### Task objective:
Transcribe the listing that follows in full, omitting pictures.

### Exercise materials:
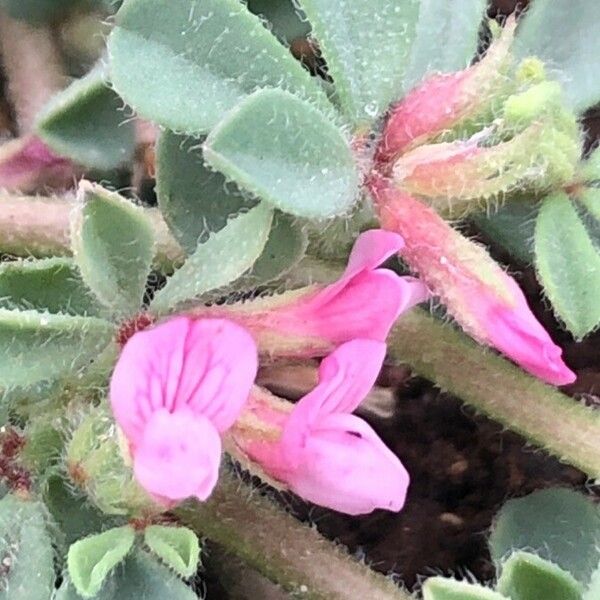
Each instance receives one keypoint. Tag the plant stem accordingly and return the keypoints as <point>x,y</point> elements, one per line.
<point>286,551</point>
<point>496,387</point>
<point>36,226</point>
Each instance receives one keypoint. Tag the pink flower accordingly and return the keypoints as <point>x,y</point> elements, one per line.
<point>364,303</point>
<point>27,163</point>
<point>329,456</point>
<point>487,302</point>
<point>174,390</point>
<point>444,100</point>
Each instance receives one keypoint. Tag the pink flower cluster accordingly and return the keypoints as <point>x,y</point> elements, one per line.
<point>178,386</point>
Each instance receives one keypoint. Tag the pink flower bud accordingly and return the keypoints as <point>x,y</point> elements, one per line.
<point>486,301</point>
<point>442,101</point>
<point>364,303</point>
<point>324,453</point>
<point>27,163</point>
<point>175,388</point>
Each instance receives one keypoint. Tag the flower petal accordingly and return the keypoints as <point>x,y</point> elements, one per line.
<point>345,378</point>
<point>178,456</point>
<point>345,466</point>
<point>207,365</point>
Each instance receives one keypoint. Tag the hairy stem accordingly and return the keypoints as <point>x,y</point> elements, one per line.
<point>494,386</point>
<point>33,66</point>
<point>286,551</point>
<point>36,226</point>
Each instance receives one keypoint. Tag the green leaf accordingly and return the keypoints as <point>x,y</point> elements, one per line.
<point>223,258</point>
<point>52,284</point>
<point>526,576</point>
<point>26,544</point>
<point>140,577</point>
<point>560,525</point>
<point>91,559</point>
<point>113,245</point>
<point>441,588</point>
<point>177,546</point>
<point>366,44</point>
<point>565,36</point>
<point>40,11</point>
<point>194,200</point>
<point>285,151</point>
<point>588,202</point>
<point>457,24</point>
<point>285,247</point>
<point>512,227</point>
<point>183,64</point>
<point>568,265</point>
<point>43,347</point>
<point>86,123</point>
<point>593,590</point>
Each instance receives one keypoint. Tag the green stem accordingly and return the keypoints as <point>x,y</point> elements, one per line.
<point>286,551</point>
<point>496,387</point>
<point>36,226</point>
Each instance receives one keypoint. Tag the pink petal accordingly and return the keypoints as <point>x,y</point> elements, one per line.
<point>364,303</point>
<point>178,456</point>
<point>519,335</point>
<point>345,378</point>
<point>207,365</point>
<point>345,466</point>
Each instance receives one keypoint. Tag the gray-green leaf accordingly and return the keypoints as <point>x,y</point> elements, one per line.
<point>178,547</point>
<point>194,200</point>
<point>560,525</point>
<point>285,151</point>
<point>39,347</point>
<point>366,44</point>
<point>52,284</point>
<point>526,576</point>
<point>91,559</point>
<point>140,576</point>
<point>184,63</point>
<point>26,544</point>
<point>113,244</point>
<point>568,264</point>
<point>86,123</point>
<point>565,36</point>
<point>441,588</point>
<point>457,24</point>
<point>223,258</point>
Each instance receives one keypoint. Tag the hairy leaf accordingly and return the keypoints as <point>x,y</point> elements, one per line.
<point>183,64</point>
<point>91,559</point>
<point>446,39</point>
<point>512,227</point>
<point>52,284</point>
<point>366,44</point>
<point>113,245</point>
<point>441,588</point>
<point>568,265</point>
<point>560,525</point>
<point>526,576</point>
<point>141,576</point>
<point>285,151</point>
<point>26,547</point>
<point>86,123</point>
<point>194,200</point>
<point>565,36</point>
<point>43,347</point>
<point>178,547</point>
<point>223,258</point>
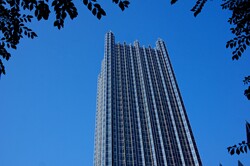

### Solved problem:
Each instance receives one keypoint. Tag the plant stem accordingly and return the keypoints as <point>x,y</point> elements, one per line.
<point>286,551</point>
<point>496,387</point>
<point>36,226</point>
Each instance receives one keypoint. Tag the pink flower accordingly and return the keypoints as <point>x,y</point> elements, one per line.
<point>364,303</point>
<point>27,163</point>
<point>329,456</point>
<point>487,302</point>
<point>174,390</point>
<point>444,100</point>
Each instance receives one keypoint. Tag the pink flower cluster accordingly and return the keypoints as <point>x,y</point> elements, one per line.
<point>178,386</point>
Each instance receives one keypoint. Tag the pink flower bud accordingly and return the keypoints as <point>x,y</point> elements, one per line.
<point>486,301</point>
<point>442,101</point>
<point>364,303</point>
<point>324,453</point>
<point>27,163</point>
<point>175,388</point>
Each instance receives one keypoint. Tag the flower petal accordingly and return the keypoints as <point>x,y</point> elements, one per line.
<point>345,378</point>
<point>178,456</point>
<point>345,466</point>
<point>207,365</point>
Each instance receives one keypoint. Tag the hairy stem accordingly and return the keypoints as <point>x,y</point> elements, one per line.
<point>494,386</point>
<point>33,66</point>
<point>286,551</point>
<point>36,226</point>
Each instance receives one keypoint. Tag the green leaf accordingly and return the keypoints as <point>x,y</point> elements, one per line.
<point>223,258</point>
<point>52,284</point>
<point>526,576</point>
<point>26,544</point>
<point>140,577</point>
<point>560,525</point>
<point>91,559</point>
<point>113,245</point>
<point>441,588</point>
<point>177,546</point>
<point>366,44</point>
<point>565,36</point>
<point>40,11</point>
<point>194,200</point>
<point>285,151</point>
<point>588,202</point>
<point>457,24</point>
<point>285,247</point>
<point>512,227</point>
<point>183,64</point>
<point>568,265</point>
<point>43,347</point>
<point>86,123</point>
<point>593,590</point>
Each instance receives one keypoint. Tag the green stem accordingly and return the keypoints as <point>x,y</point> elements, one per line.
<point>286,551</point>
<point>496,387</point>
<point>36,226</point>
Each instance receives one keypoint. Tag the pink petal accordingly and return the keypoints as <point>x,y</point> elements, one per line.
<point>364,303</point>
<point>178,456</point>
<point>519,335</point>
<point>345,378</point>
<point>207,365</point>
<point>345,466</point>
Each instance receives one keypoint. Tag the gray-green leaf accordingly and return the keypoints as <point>x,y</point> elements, one per line.
<point>178,547</point>
<point>194,200</point>
<point>560,525</point>
<point>285,151</point>
<point>39,347</point>
<point>366,44</point>
<point>52,284</point>
<point>526,576</point>
<point>91,559</point>
<point>140,576</point>
<point>184,63</point>
<point>26,544</point>
<point>113,244</point>
<point>568,264</point>
<point>86,123</point>
<point>565,36</point>
<point>441,588</point>
<point>457,24</point>
<point>223,258</point>
Each instance receives one keypoint. Tag the hairy leaf accordingly and return the keypoints as <point>x,y</point> elements, one per line.
<point>183,64</point>
<point>91,559</point>
<point>446,39</point>
<point>512,227</point>
<point>52,284</point>
<point>366,44</point>
<point>113,245</point>
<point>441,588</point>
<point>568,265</point>
<point>560,525</point>
<point>526,576</point>
<point>141,576</point>
<point>285,151</point>
<point>26,547</point>
<point>86,123</point>
<point>194,200</point>
<point>565,36</point>
<point>43,347</point>
<point>178,547</point>
<point>223,258</point>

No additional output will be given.